Document section:
——————
Deploy a HTCondor cluster on Kubernetes (sys-admin nomination required)

Note

This service is only available for pledged projects that made an explicit request for it.

Prerequisites

The user has to be registered in the IAM system for INFN-Cloud https://iam.cloud.infn.it/. Only registered users can login into the INFN-Cloud dashboard https://my.cloud.infn.it.

User responsibilities

Important

The solution described in this guide consists on instantiation of Virtual Machines instantiated on INFN-CLOUD infrastructure. The instantiation of a VM comes with the responsibility of maintaining it and all the services it hosts.

Please read the INFN Cloud AUP in order to understand the responsibilities you have in managing this service.

Selection of the Deployment type

Note

If you belong to multiple projects, i.e. multiple IAM-groups, after login into the INFN-Cloud dashboard, from the lower left corner, select the one to be used for the deployment you intend to perform. Not all solutions are available for all projects. The resources used for the deployment will be accounted to the respective project, and impact on their available quota. See figure below.

../../../_images/project_selection1.png

Once the project is selected, choose the “HTCondor cluster” button from the list of solutions available for your group:

../../../_images/htcondor_menu.png

Figure 1: Use-cases panel in the Dashboard

A menu is made available, as in the figure below:

../../../_images/htcondor_config.png

Figure 2: HTCondor deployment configuration

“Description” is a mandatory field.

Parameters are split in three pages: “General”, “IAM Integration” and “Advanced”
——————
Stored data

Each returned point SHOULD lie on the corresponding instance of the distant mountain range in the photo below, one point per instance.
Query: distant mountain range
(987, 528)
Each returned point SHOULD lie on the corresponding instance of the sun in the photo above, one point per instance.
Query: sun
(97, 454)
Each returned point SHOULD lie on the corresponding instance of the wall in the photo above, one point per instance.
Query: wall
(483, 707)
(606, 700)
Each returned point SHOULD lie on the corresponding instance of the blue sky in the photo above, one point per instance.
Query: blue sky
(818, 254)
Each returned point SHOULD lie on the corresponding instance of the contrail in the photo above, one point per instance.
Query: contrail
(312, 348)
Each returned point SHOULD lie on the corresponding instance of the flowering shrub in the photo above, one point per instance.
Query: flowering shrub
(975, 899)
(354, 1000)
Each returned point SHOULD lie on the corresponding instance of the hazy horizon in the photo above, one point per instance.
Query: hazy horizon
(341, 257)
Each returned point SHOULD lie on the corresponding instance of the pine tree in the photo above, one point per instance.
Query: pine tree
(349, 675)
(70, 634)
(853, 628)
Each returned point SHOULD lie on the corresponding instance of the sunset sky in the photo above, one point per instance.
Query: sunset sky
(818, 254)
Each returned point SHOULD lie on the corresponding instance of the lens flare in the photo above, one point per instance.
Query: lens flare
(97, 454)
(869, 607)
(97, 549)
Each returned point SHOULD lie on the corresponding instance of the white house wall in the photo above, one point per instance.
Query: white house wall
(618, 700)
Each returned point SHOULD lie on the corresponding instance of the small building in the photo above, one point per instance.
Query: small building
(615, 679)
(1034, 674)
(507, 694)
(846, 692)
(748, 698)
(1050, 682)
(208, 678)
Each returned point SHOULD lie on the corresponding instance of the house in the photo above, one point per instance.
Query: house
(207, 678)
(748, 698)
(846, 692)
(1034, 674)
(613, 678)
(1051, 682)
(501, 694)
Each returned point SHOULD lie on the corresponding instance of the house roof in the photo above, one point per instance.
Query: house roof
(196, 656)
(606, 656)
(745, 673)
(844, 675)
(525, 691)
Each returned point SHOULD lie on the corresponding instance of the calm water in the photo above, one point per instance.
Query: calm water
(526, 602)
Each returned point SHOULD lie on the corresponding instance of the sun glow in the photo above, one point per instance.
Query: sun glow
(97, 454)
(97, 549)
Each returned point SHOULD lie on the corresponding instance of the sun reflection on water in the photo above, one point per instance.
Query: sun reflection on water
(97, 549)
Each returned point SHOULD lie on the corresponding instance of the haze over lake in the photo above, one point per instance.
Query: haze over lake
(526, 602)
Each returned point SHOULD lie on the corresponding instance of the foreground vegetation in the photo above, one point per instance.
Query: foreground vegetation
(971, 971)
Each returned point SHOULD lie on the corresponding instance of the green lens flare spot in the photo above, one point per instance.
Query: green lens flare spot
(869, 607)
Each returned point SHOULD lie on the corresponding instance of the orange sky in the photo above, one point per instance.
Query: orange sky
——————
Set problem A:
According to the HTCondor deployment guide, which field is mandatory?
Set problem B:
Rewrite everything in the HTCondor deployment guide from "Once the project" down to "a mandatory field.", swapping "mandatory" for "required".
Work only from the HTCondor deployment guide.

Written reply A:
"Description" is the mandatory field.

Written reply B:
Once the project is selected, choose the “HTCondor cluster” button from the list of solutions available for your group:

../../../_images/htcondor_menu.png

Figure 1: Use-cases panel in the Dashboard

A menu is made available, as in the figure below:

../../../_images/htcondor_config.png

Figure 2: HTCondor deployment configuration

“Description” is a required field.